### WORK TO COMPLETE
Copy every line of the entries that has the string "water" in it.

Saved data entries

☆ ☆ ☆ ☆ ☆ ☆ ☆

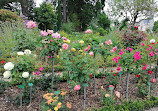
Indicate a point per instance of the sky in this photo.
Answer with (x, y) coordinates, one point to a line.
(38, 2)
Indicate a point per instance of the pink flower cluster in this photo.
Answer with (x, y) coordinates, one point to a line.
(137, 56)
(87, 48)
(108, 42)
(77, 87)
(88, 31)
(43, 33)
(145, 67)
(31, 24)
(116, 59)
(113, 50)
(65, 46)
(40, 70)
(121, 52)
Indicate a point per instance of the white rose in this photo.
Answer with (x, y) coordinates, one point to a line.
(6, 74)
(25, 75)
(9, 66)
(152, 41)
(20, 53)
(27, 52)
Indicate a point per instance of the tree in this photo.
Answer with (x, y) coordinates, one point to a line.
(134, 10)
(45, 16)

☆ ☆ ☆ ☆ ☆ ☆ ☆

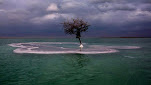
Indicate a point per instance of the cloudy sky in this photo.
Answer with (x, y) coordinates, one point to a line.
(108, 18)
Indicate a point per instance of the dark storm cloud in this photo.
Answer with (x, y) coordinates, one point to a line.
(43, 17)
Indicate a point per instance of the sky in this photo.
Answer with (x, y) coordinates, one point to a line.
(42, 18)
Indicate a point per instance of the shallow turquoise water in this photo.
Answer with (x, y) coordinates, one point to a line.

☆ ☆ ☆ ☆ ☆ ☆ ☆

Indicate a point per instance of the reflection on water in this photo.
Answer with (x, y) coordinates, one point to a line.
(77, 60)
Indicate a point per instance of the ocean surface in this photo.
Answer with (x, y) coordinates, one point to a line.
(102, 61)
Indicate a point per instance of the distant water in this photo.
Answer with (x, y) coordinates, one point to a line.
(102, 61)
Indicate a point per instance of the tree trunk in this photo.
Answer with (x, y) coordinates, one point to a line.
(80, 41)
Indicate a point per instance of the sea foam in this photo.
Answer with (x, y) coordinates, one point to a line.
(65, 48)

☆ ☆ ☆ ☆ ☆ ☆ ☆

### SOLUTION TO THIS PROBLEM
Indicate a point per instance of the shallow turquoise water in this photo.
Indicate a point per instance of the reflection on water in this photo.
Indicate a point per instance of the distant water in this photo.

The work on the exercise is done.